§ WHAT YOU SHOULD DO
Read through the data, and wherever a line holds the word "below", write that line out.

§ DATA SECTION
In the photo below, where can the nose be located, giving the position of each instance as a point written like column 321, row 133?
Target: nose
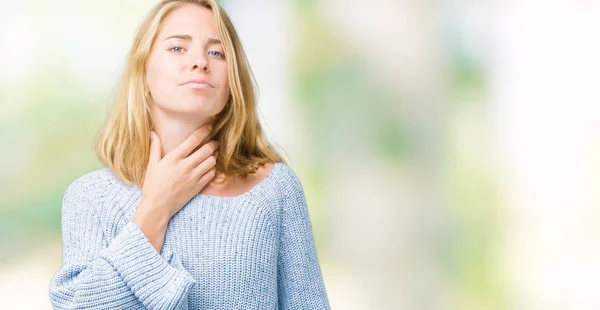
column 201, row 63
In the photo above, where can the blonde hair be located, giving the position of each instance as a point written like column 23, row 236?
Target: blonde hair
column 123, row 144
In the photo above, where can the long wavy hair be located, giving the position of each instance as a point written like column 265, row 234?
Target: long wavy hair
column 123, row 144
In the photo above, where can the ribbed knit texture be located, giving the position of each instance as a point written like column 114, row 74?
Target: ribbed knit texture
column 252, row 251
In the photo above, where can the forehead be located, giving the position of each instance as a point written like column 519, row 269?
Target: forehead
column 190, row 19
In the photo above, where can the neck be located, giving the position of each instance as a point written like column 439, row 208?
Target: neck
column 172, row 130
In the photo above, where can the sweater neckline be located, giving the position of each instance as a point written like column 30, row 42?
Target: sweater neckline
column 257, row 187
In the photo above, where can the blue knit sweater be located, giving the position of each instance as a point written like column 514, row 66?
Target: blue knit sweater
column 252, row 251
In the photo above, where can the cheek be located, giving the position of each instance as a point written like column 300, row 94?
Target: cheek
column 159, row 77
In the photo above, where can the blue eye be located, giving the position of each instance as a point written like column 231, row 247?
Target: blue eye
column 176, row 47
column 218, row 54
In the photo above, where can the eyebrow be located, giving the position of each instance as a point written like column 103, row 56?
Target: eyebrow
column 210, row 40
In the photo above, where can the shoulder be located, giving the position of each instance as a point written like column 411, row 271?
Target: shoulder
column 89, row 186
column 286, row 179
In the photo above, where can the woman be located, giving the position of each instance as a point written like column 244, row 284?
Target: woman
column 170, row 223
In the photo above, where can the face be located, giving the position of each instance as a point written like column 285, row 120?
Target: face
column 186, row 71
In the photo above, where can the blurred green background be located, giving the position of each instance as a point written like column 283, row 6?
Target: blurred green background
column 449, row 150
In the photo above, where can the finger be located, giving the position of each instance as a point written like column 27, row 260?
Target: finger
column 191, row 142
column 205, row 166
column 202, row 154
column 155, row 148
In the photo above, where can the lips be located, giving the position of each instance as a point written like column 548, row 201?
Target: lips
column 197, row 84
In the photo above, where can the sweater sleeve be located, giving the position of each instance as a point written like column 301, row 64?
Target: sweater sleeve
column 300, row 282
column 127, row 274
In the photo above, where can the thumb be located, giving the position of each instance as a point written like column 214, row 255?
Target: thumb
column 155, row 148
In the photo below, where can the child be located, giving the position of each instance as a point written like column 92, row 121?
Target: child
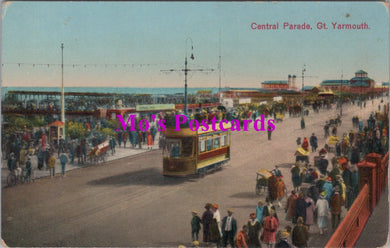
column 195, row 225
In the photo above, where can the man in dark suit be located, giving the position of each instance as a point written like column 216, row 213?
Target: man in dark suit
column 229, row 229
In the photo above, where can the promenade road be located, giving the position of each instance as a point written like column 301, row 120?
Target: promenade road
column 127, row 202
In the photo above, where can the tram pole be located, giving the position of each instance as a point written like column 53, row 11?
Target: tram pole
column 62, row 91
column 186, row 70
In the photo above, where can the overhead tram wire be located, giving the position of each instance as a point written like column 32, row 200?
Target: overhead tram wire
column 20, row 64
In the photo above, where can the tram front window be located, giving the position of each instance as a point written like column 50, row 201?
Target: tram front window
column 175, row 148
column 172, row 148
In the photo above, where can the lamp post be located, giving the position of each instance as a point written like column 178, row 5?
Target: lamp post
column 341, row 102
column 303, row 97
column 62, row 91
column 185, row 75
column 303, row 85
column 186, row 70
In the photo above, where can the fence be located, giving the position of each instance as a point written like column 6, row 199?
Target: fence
column 372, row 180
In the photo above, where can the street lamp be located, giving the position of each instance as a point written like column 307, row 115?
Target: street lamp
column 303, row 85
column 185, row 75
column 303, row 99
column 341, row 103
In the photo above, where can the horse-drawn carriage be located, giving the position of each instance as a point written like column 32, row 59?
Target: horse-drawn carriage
column 99, row 152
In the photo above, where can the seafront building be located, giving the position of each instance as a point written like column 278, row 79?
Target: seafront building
column 97, row 105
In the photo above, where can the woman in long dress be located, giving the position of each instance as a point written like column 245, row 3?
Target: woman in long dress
column 322, row 208
column 309, row 211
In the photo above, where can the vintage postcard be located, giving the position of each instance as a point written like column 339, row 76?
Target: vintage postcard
column 194, row 124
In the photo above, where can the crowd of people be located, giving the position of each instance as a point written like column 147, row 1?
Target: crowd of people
column 320, row 190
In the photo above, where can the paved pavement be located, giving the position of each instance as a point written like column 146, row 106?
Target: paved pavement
column 372, row 236
column 120, row 152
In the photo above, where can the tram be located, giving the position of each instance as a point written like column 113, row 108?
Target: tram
column 188, row 152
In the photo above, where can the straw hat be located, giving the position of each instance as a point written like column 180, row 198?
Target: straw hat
column 285, row 234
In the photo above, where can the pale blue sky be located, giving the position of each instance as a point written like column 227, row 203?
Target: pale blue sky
column 155, row 33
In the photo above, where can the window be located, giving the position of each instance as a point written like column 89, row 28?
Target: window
column 209, row 144
column 186, row 147
column 202, row 145
column 171, row 148
column 223, row 140
column 216, row 142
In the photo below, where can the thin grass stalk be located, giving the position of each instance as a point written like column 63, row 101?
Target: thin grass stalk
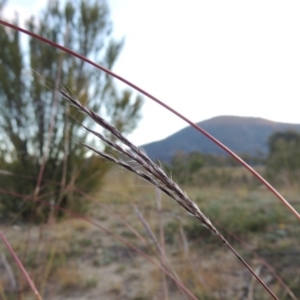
column 2, row 293
column 155, row 175
column 198, row 128
column 20, row 266
column 164, row 260
column 161, row 236
column 265, row 263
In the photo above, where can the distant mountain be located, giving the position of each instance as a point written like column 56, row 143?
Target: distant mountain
column 240, row 134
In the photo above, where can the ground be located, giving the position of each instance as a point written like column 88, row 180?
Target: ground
column 78, row 259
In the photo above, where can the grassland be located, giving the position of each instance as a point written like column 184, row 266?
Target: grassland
column 74, row 259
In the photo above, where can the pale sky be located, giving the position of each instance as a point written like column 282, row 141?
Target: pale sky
column 206, row 58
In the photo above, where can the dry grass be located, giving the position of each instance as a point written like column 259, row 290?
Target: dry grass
column 108, row 268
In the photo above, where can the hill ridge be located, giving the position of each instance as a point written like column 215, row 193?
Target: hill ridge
column 240, row 134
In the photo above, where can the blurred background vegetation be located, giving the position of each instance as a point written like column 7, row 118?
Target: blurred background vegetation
column 41, row 135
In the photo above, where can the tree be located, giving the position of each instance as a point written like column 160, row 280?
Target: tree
column 283, row 161
column 40, row 134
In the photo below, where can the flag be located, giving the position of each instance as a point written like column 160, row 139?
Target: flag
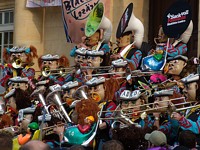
column 75, row 13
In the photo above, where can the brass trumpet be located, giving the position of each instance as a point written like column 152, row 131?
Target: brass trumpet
column 135, row 73
column 11, row 129
column 49, row 130
column 61, row 71
column 99, row 68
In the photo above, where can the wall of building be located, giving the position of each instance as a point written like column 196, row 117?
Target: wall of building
column 7, row 4
column 43, row 27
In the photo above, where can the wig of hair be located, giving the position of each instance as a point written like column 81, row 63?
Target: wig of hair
column 132, row 137
column 63, row 61
column 111, row 86
column 31, row 55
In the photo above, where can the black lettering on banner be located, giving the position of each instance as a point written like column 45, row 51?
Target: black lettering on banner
column 79, row 9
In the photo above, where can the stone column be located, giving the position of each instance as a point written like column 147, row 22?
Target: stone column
column 28, row 27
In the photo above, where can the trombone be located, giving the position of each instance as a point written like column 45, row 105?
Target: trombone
column 49, row 130
column 17, row 63
column 46, row 71
column 99, row 68
column 134, row 73
column 126, row 112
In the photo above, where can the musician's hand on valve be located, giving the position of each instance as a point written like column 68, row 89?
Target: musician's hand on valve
column 176, row 116
column 102, row 126
column 59, row 130
column 115, row 56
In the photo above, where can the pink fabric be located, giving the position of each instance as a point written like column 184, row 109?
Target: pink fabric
column 157, row 78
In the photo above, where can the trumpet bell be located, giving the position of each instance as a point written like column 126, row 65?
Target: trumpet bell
column 46, row 71
column 129, row 22
column 96, row 20
column 17, row 63
column 81, row 93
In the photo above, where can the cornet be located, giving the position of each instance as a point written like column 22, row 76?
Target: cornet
column 57, row 101
column 49, row 130
column 46, row 71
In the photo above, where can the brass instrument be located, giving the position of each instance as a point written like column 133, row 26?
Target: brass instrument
column 99, row 68
column 124, row 114
column 49, row 130
column 61, row 71
column 55, row 97
column 11, row 129
column 38, row 93
column 135, row 73
column 147, row 108
column 17, row 63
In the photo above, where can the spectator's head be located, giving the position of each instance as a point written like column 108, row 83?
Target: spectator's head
column 157, row 138
column 187, row 139
column 6, row 141
column 113, row 145
column 35, row 145
column 77, row 147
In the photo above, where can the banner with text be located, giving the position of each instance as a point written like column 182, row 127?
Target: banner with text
column 42, row 3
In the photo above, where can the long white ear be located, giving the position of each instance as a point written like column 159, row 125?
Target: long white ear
column 129, row 22
column 187, row 34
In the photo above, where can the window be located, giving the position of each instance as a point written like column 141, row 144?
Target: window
column 6, row 17
column 6, row 30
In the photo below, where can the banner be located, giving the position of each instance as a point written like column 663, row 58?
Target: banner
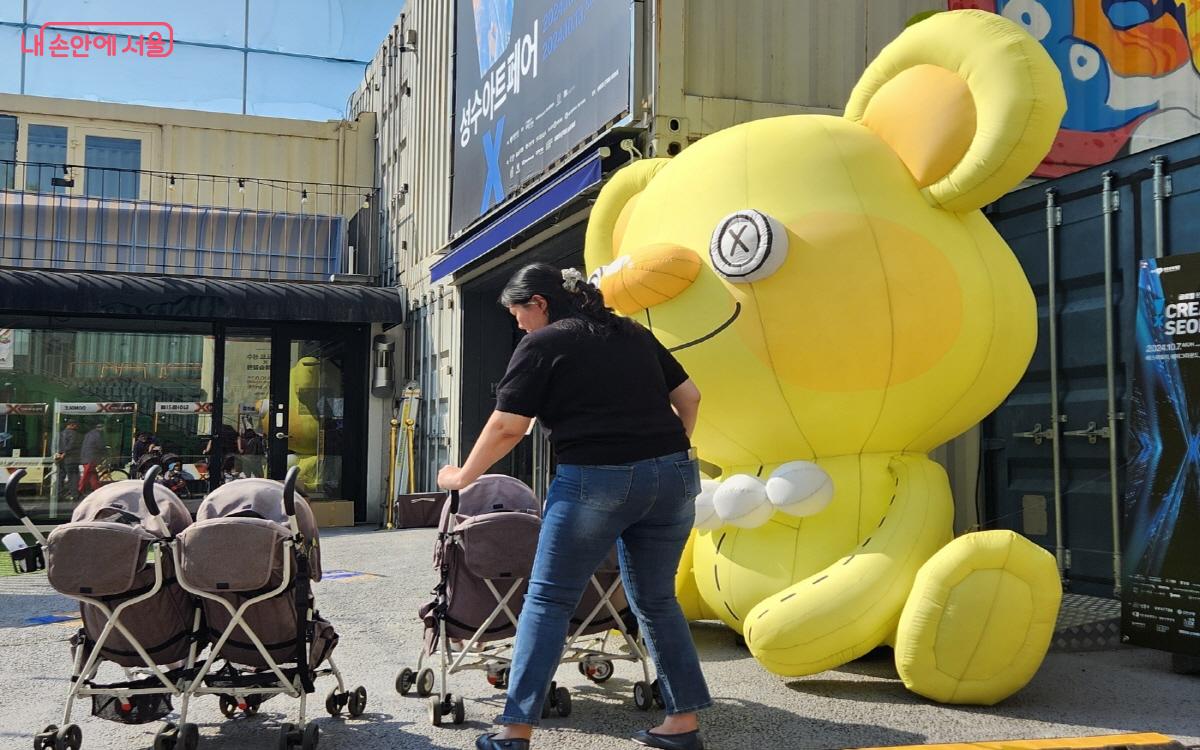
column 23, row 409
column 1161, row 591
column 96, row 407
column 183, row 407
column 533, row 79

§ OUTPUT OF THE TASK
In the photo below, where can the nose be located, giving the position of each instance as a point written like column 321, row 133?
In the photo below, where can the child be located, giving the position of each instance as a point written like column 92, row 121?
In the photo below, where can the thin grass stalk be located, giving the position of each instance as a point written like column 63, row 101?
In the photo below, where can the flag be located, giving the position of each instance as a point written like column 160, row 139?
In the photo below, where can the banner be located, giving the position of each instance as a point written like column 663, row 58?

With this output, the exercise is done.